>> Start MATERIAL
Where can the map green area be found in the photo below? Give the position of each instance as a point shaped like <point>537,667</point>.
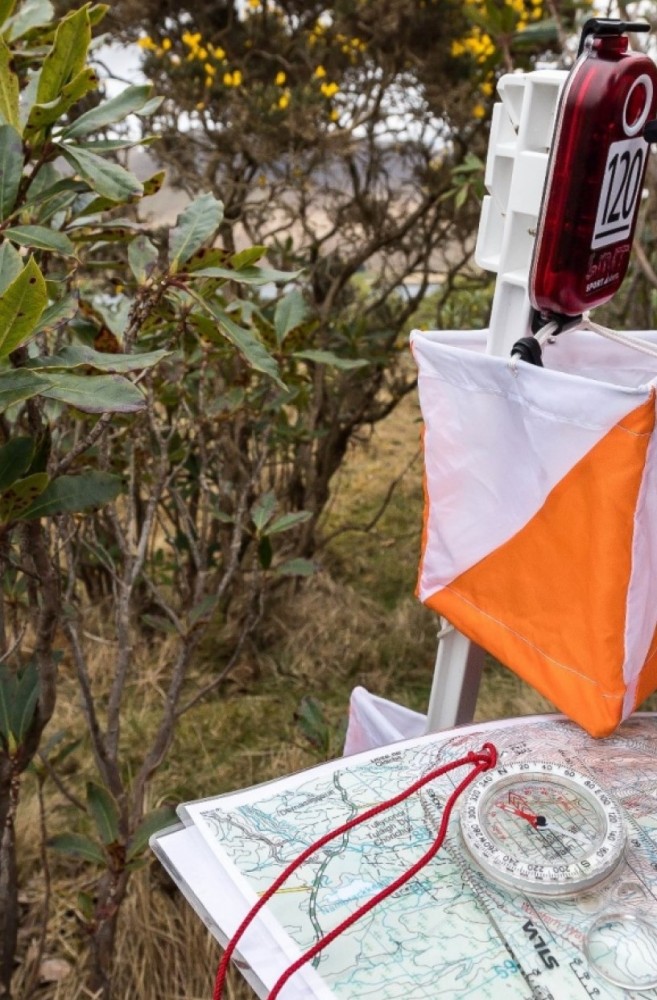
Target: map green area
<point>451,931</point>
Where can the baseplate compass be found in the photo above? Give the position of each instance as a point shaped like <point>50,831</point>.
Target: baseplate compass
<point>542,828</point>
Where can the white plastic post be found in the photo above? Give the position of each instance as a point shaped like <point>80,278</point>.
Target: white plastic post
<point>521,134</point>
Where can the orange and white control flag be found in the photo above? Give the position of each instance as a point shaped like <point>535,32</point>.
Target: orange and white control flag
<point>540,529</point>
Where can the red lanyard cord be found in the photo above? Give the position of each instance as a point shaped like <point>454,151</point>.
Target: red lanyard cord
<point>483,760</point>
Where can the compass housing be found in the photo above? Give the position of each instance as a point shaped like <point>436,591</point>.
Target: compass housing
<point>542,829</point>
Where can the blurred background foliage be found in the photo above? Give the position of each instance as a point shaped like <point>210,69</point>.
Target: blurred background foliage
<point>228,384</point>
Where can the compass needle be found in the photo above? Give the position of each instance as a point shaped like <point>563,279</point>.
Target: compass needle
<point>542,828</point>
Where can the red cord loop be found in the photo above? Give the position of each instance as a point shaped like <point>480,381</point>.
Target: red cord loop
<point>484,760</point>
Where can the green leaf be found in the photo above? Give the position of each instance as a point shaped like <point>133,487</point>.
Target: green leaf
<point>70,494</point>
<point>329,358</point>
<point>42,115</point>
<point>248,275</point>
<point>78,356</point>
<point>32,14</point>
<point>115,110</point>
<point>202,610</point>
<point>11,265</point>
<point>9,87</point>
<point>41,238</point>
<point>105,812</point>
<point>152,823</point>
<point>77,846</point>
<point>92,393</point>
<point>106,178</point>
<point>27,695</point>
<point>297,567</point>
<point>247,257</point>
<point>67,56</point>
<point>11,168</point>
<point>290,312</point>
<point>21,495</point>
<point>17,386</point>
<point>21,305</point>
<point>154,184</point>
<point>15,459</point>
<point>251,349</point>
<point>287,521</point>
<point>142,257</point>
<point>263,509</point>
<point>194,227</point>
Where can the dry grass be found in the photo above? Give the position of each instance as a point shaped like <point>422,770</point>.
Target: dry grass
<point>356,622</point>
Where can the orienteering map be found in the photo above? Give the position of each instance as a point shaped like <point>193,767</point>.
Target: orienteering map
<point>450,931</point>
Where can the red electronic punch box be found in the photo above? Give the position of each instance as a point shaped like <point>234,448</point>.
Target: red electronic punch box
<point>595,174</point>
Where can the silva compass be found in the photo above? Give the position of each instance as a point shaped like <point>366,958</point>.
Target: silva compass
<point>542,828</point>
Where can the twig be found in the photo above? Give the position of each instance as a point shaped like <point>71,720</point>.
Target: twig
<point>365,528</point>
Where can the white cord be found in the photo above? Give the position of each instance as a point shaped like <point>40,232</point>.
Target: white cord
<point>621,338</point>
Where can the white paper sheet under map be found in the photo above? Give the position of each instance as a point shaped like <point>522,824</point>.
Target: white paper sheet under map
<point>450,931</point>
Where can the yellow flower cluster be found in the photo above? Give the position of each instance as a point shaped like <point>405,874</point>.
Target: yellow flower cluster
<point>478,44</point>
<point>213,63</point>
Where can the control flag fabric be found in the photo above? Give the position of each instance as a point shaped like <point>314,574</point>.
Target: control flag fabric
<point>540,527</point>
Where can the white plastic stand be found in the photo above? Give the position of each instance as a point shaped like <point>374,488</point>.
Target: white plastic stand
<point>520,139</point>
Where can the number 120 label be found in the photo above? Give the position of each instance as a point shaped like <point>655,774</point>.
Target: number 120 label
<point>621,188</point>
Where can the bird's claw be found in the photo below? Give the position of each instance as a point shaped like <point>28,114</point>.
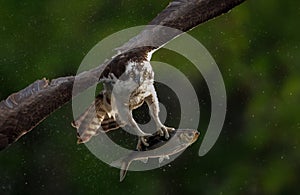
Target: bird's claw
<point>164,131</point>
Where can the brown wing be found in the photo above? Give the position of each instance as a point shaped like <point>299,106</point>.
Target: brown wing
<point>25,109</point>
<point>95,120</point>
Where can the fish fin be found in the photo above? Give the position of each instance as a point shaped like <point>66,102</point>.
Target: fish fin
<point>144,160</point>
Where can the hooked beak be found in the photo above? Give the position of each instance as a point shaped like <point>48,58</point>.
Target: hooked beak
<point>195,137</point>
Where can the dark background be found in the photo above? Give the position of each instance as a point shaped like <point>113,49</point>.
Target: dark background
<point>256,46</point>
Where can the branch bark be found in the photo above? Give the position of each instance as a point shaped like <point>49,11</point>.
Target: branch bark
<point>24,110</point>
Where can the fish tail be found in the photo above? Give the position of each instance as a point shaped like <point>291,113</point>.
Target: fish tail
<point>124,169</point>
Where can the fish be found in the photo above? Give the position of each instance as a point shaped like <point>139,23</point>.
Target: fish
<point>159,147</point>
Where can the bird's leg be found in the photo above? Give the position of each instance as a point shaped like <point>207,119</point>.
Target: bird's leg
<point>153,105</point>
<point>138,131</point>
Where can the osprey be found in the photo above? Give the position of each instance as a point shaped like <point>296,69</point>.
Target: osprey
<point>131,70</point>
<point>128,83</point>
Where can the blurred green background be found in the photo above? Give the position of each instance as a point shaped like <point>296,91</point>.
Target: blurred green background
<point>256,46</point>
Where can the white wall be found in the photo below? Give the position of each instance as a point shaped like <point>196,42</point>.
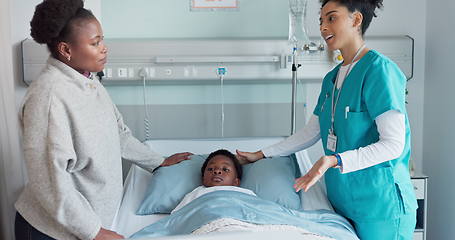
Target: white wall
<point>439,131</point>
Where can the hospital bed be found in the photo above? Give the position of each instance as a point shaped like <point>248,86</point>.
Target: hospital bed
<point>126,221</point>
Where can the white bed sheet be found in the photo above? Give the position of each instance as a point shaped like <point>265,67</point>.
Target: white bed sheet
<point>126,222</point>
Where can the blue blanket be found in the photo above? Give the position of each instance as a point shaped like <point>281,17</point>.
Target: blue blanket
<point>247,208</point>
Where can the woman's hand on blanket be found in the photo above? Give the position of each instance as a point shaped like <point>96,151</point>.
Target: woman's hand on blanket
<point>249,157</point>
<point>315,173</point>
<point>176,158</point>
<point>105,234</point>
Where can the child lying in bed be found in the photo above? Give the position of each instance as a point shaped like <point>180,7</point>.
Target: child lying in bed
<point>220,171</point>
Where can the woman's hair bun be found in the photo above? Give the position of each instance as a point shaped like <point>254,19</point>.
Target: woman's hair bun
<point>51,16</point>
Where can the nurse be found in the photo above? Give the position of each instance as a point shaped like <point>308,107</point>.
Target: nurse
<point>74,137</point>
<point>362,121</point>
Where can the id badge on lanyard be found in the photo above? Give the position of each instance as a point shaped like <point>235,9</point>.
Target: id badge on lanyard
<point>331,141</point>
<point>332,138</point>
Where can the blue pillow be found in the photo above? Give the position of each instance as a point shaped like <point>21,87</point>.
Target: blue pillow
<point>270,178</point>
<point>273,179</point>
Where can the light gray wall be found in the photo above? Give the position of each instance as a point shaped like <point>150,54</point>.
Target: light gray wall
<point>392,21</point>
<point>439,142</point>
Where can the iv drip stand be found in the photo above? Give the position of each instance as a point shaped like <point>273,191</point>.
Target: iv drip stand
<point>295,66</point>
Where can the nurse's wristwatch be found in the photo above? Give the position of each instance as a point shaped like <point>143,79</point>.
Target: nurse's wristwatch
<point>339,161</point>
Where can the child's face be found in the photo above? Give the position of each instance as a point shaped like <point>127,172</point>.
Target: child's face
<point>220,171</point>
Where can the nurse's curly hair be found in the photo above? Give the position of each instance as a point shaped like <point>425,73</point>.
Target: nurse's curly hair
<point>226,153</point>
<point>366,7</point>
<point>53,21</point>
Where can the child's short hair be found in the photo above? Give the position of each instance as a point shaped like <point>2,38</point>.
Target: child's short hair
<point>224,152</point>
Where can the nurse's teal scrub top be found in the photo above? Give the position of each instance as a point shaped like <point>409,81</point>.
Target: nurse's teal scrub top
<point>374,86</point>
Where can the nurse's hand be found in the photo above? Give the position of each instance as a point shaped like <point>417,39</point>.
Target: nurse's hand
<point>105,234</point>
<point>315,173</point>
<point>249,157</point>
<point>176,158</point>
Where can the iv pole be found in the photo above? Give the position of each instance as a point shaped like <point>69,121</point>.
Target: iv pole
<point>295,66</point>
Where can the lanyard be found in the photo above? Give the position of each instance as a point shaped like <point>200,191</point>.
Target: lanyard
<point>335,102</point>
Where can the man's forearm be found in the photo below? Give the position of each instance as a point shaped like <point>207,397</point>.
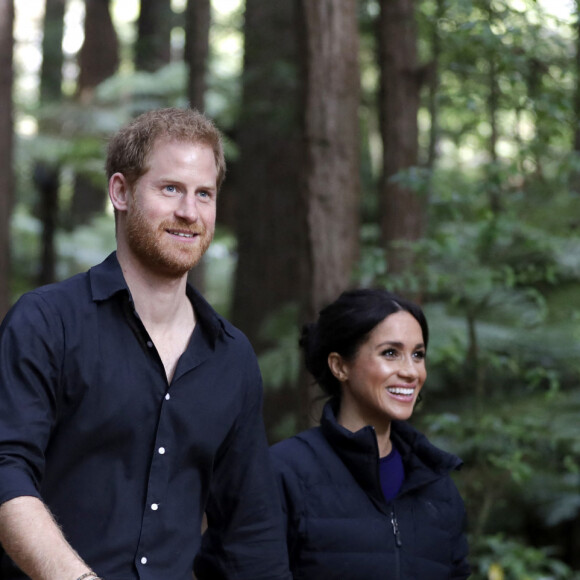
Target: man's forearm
<point>33,540</point>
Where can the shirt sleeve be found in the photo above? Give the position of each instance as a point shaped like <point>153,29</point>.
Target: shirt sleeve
<point>30,355</point>
<point>244,538</point>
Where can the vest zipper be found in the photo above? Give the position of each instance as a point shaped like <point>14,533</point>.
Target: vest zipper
<point>396,531</point>
<point>398,542</point>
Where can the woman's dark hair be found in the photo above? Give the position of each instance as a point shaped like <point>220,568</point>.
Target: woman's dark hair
<point>344,325</point>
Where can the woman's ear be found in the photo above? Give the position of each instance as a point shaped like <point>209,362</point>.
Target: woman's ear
<point>119,191</point>
<point>338,366</point>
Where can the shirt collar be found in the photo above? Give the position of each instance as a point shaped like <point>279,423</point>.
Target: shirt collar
<point>107,279</point>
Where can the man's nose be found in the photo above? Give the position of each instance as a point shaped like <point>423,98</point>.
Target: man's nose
<point>187,208</point>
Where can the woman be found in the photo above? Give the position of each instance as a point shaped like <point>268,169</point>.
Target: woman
<point>366,496</point>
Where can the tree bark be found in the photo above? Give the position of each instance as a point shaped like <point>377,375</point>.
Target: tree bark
<point>153,46</point>
<point>197,23</point>
<point>332,173</point>
<point>46,176</point>
<point>401,209</point>
<point>6,147</point>
<point>98,60</point>
<point>270,217</point>
<point>99,54</point>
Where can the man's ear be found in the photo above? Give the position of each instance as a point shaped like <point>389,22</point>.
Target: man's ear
<point>119,191</point>
<point>338,366</point>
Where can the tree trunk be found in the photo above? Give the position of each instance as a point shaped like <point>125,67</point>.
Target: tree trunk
>> End MATERIAL
[WORK REQUIRED]:
Revise the part of the rows that opens with the line containing "Where can the white wall" and closes with the line containing "<point>439,131</point>", replacing "photo" with "image" and keeping everything else unchanged. Omit the pictures from your answer.

[EXPECTED ANSWER]:
Where can the white wall be found in the image below? Give the position of each instance as a point shaped like <point>196,42</point>.
Target: white wall
<point>439,131</point>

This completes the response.